Start of Document segment
While surfing the web recently, I came across a YouTube video of Supreme Court Justice Ruth Bader Ginsburg working out next to an exhausted and panting Stephen Colbert. Not only was she the only woman on the Supreme Court, but at 85 years old, she had better stamina than the then 54-year-old Stephen Colbert.
I was thinking — woah, this woman can do it all. I was right. Ginsburg was an idol and inspiration to many people, including me. However, on Sept. 18 the nation was devastated following the news of Ginsburg’s death from metastatic pancreatic cancer.
With only one month until election day, out of respect to Justice Ginsburg, the vacant spot on the Supreme Court should not be filled until after the inauguration of the next president. This would allow the American people to vote for the presidential candidate that would nominate a Supreme Court Justice aligned with their views.
Prior to her career as a Supreme Court Justice, Ginsburg attended Harvard Law School as one of the nine females out of 500 males and Columbia Law School, graduating first in her class. Yet her remarkable academic record was not enough to guard her from the gender-based discrimination many women experience in the workplace.
She struggled finding a job and later was paid less than men working the same job. Her first-hand experiences with discrimination fueled her fire to advocate and fight for gender equality and women’s rights.
After serving on the Courts of Appeal for 13 years, President Bill Clinton nominated Ginsburg to serve as a Supreme Court Justice in 1993. This announcement thrilled many and Ginsburg made history by being the first Jewish woman on the Supreme Court.
She quickly became a vanguard on the Court for the fight for gender equality and women’s rights, successfully writing majority opinions for cases such as United States v. Virginia, Olmstead v. LC, and Whole Woman’s Health v. Hellerstedt. Before Ginsburg’s passing, she told her granddaughter that her only wish was she would not be replaced until the inauguration of the next president.
Clearly, President Trump did not get the memo. Just eight days after the passing of Ginsburg, Trump exercised his Constitutional right by announcing Amy Coney Barrett to succeed Ginsburg on the Supreme Court. But with only a month left until the election, speeding a Supreme Court nomination through the Senate during a politically awkward time proves the hypocrisy of the Senate Republicans.
In February 2016, when Justice Antonin Scalia died, President Obama moved to nominate Merrick B. Garland to succeed Scalia as a Supreme Court Justice. However, Senate Republicans refused to consider Obama’s nomination because the election day was nine months away. This precedent, that the Senate Republicans set, should be respected. Additionally, Trump’s nomination of Amy Coney Barrett, a conservative federal appeals court judge, would strengthen the conservative majority on the Court and shift the balance of power to the right potentially for decades.
It is crucial the confirmation of the next Supreme Justice nominee does not occur until the inauguration of the next president. In such a momentous decision, the American people should have the opportunity to influence the Supreme Court Justice nomination, which would be done through the voting of the president.
End of Document segment
Start of Provided data
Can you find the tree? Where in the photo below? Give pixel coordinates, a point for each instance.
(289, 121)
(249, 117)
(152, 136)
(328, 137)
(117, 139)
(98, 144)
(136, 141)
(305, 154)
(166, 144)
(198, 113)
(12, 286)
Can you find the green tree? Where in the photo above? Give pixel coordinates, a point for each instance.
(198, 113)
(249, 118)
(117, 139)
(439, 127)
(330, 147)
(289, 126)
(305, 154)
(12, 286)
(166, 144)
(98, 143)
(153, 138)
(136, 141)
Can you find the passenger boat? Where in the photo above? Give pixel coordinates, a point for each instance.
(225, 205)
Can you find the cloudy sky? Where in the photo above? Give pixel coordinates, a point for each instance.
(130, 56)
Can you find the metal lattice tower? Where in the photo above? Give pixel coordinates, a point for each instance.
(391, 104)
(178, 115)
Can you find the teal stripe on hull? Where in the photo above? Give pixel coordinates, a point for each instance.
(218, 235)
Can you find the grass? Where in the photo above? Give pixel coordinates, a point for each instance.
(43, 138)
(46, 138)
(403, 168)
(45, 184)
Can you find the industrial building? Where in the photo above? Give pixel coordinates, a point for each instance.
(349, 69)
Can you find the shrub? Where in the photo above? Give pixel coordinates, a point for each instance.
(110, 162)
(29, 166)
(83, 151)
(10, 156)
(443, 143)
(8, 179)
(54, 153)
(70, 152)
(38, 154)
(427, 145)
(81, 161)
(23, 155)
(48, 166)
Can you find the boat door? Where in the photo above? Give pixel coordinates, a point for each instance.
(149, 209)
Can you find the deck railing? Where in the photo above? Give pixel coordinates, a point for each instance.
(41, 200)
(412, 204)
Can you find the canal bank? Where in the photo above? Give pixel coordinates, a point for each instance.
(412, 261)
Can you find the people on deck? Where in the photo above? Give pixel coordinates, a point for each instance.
End of Provided data
What you will do:
A) Which court cases does the opinion piece on Ruth Bader Ginsburg name as ones where she wrote the majority opinion?
B) Could you reproduce the passage of the Ginsburg opinion piece from "Clearly, President Trump" to "the Senate Republicans."?

Solutions to the exercise:
A)
United States v. Virginia
Olmstead v. LC
Whole Woman's Health v. Hellerstedt

B)
Clearly, President Trump did not get the memo. Just eight days after the passing of Ginsburg, Trump exercised his Constitutional right by announcing Amy Coney Barrett to succeed Ginsburg on the Supreme Court. But with only a month left until the election, speeding a Supreme Court nomination through the Senate during a politically awkward time proves the hypocrisy of the Senate Republicans.